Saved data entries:
● ● ● ● ● ● ●

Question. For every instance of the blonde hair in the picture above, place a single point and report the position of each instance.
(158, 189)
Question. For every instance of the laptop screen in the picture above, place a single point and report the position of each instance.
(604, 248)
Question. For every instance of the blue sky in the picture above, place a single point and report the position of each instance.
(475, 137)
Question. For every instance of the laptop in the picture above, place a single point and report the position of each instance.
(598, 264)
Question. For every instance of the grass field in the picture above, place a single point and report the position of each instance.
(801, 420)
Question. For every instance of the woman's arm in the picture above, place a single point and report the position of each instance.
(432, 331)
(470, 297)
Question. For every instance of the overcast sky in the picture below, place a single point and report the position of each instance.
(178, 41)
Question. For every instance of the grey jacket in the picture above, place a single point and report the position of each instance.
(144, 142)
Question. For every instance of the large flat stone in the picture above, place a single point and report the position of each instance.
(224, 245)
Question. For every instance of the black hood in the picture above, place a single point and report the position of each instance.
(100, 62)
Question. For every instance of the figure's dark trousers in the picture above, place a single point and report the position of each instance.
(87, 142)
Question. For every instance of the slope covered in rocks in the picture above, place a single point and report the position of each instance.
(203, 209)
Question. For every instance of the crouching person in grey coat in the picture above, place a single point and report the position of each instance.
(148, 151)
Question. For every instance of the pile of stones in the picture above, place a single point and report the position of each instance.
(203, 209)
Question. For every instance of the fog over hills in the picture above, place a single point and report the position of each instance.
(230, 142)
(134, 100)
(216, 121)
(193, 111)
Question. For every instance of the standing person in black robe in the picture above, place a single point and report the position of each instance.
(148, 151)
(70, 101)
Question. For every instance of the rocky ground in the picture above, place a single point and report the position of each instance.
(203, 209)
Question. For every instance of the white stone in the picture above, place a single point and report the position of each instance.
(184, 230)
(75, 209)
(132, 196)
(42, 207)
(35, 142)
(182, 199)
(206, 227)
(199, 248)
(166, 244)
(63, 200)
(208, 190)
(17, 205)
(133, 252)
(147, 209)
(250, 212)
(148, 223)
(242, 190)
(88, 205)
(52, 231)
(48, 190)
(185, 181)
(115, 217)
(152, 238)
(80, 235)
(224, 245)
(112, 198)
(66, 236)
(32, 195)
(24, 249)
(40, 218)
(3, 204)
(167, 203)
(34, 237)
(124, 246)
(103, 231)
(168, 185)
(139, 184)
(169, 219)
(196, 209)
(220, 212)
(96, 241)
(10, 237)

● ● ● ● ● ● ●

AIM OF THE TASK> Your job is to write out the data exactly as it stands.

RESPONSE AREA>
Question. For every instance of the blonde hair in the picture above, place a single point and report the position of each instance.
(158, 189)
Question. For every instance of the laptop screen in the picture above, place a single point and report the position of each instance.
(604, 248)
Question. For every instance of the blue sky in the picture above, place a single point and report the position of each instance.
(475, 137)
Question. For every instance of the laptop in the picture above, place a single point and report the position of each instance.
(598, 264)
Question. For every instance of the grass field in the picture above, place a single point and report the position of each instance.
(801, 420)
Question. For every instance of the woman's arm in the picture above, place a single point and report the position of each instance.
(432, 331)
(470, 297)
Question. For every instance of the overcast sky in the picture below, place a single point and report the position of each instance.
(178, 41)
Question. For every instance of the grey jacket in the picture above, place a single point and report the position of each instance.
(144, 142)
Question. For every instance of the large flat stone in the picture above, place a single point and report the position of each instance.
(224, 245)
Question. For every instance of the black hood in the picture above, place a single point and report the position of each instance.
(100, 62)
Question. For every instance of the figure's dark trousers in the picture above, place a single point and report the position of each instance.
(87, 142)
Question. For every instance of the slope covered in rocks in the picture above, place a single point and report the position of each instance.
(203, 209)
Question. For every instance of the crouching person in grey coat in the picture above, place a single point and report the position of each instance.
(148, 151)
Question. For every instance of the pile of stones in the picture above, place a single point and report the position of each instance.
(203, 209)
Question. For every instance of the fog over hills in the picture above, place a single point and report the position of each instance.
(230, 142)
(134, 100)
(216, 121)
(193, 111)
Question. For every instance of the standing person in black robe in the picture above, place a single point and report the position of each instance.
(148, 151)
(70, 101)
Question. For every instance of the rocky ground in the picture above, place a single point and report the position of each instance.
(203, 209)
Question. For every instance of the white stone in the picture above, place a single point and report the position of each instance.
(184, 230)
(75, 209)
(132, 196)
(42, 207)
(35, 142)
(182, 199)
(206, 227)
(199, 248)
(166, 244)
(63, 200)
(208, 190)
(17, 205)
(133, 252)
(147, 209)
(250, 212)
(148, 223)
(242, 190)
(88, 205)
(52, 231)
(48, 190)
(185, 181)
(115, 217)
(152, 238)
(80, 235)
(224, 245)
(112, 198)
(66, 236)
(32, 195)
(24, 249)
(40, 218)
(3, 204)
(167, 203)
(34, 237)
(124, 246)
(103, 231)
(168, 185)
(139, 184)
(169, 219)
(196, 209)
(220, 212)
(96, 241)
(10, 237)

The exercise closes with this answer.